▶ **AIM OF THE TASK**:
Locate each line in the items below that contains the word "rocky", and copy every such line.

▶ **STORED ROWS**:
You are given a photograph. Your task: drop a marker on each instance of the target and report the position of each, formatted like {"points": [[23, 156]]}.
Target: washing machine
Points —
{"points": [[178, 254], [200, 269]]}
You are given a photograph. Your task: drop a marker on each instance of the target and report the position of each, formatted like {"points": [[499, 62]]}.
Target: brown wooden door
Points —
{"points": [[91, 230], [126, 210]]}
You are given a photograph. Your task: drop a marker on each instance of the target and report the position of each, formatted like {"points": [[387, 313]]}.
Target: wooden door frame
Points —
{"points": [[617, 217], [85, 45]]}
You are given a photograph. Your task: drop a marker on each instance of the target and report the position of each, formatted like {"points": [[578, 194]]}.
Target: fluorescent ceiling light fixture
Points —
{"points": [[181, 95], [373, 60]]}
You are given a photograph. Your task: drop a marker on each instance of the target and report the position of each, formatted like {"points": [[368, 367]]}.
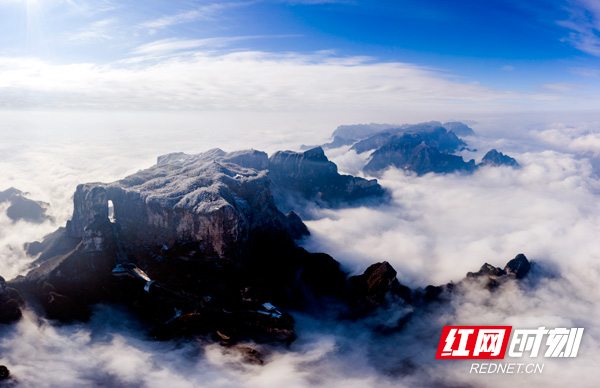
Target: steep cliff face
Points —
{"points": [[314, 177], [494, 158], [215, 199], [421, 153]]}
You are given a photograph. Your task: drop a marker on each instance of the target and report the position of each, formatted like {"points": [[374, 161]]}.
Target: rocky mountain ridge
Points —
{"points": [[195, 245]]}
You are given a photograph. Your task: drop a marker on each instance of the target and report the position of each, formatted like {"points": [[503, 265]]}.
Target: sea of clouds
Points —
{"points": [[434, 230]]}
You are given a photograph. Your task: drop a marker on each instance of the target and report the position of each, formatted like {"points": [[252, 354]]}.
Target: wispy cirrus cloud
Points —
{"points": [[101, 30], [170, 45], [584, 24], [245, 80], [204, 12]]}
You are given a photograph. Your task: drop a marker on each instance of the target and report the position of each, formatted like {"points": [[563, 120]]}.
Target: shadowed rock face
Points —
{"points": [[216, 199], [311, 175], [459, 128], [419, 153], [495, 159]]}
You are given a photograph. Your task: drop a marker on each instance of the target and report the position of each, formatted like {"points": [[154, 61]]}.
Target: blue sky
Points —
{"points": [[487, 55]]}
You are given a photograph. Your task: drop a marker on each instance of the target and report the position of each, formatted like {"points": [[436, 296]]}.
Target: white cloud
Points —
{"points": [[204, 12], [101, 30], [585, 25], [248, 80]]}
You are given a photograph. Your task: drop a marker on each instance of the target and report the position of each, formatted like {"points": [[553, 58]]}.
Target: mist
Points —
{"points": [[434, 230]]}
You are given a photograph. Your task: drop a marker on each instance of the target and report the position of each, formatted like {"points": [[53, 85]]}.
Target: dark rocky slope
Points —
{"points": [[195, 245]]}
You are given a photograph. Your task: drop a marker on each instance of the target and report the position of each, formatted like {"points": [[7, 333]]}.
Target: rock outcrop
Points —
{"points": [[208, 238], [10, 303], [461, 129], [313, 177], [494, 158], [420, 152], [377, 283]]}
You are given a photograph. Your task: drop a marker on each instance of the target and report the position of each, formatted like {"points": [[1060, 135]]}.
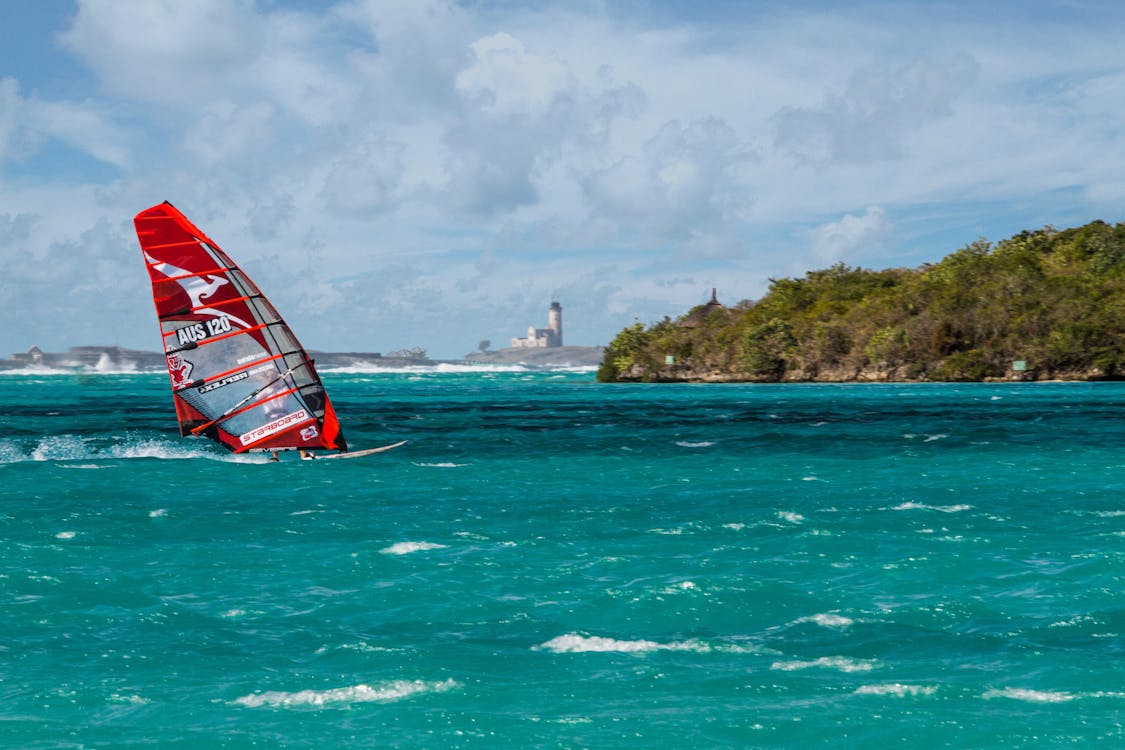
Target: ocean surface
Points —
{"points": [[551, 562]]}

▶ **RESULT OF THE EXERCISE**:
Target: rocky mountain ridge
Target: dark rocky slope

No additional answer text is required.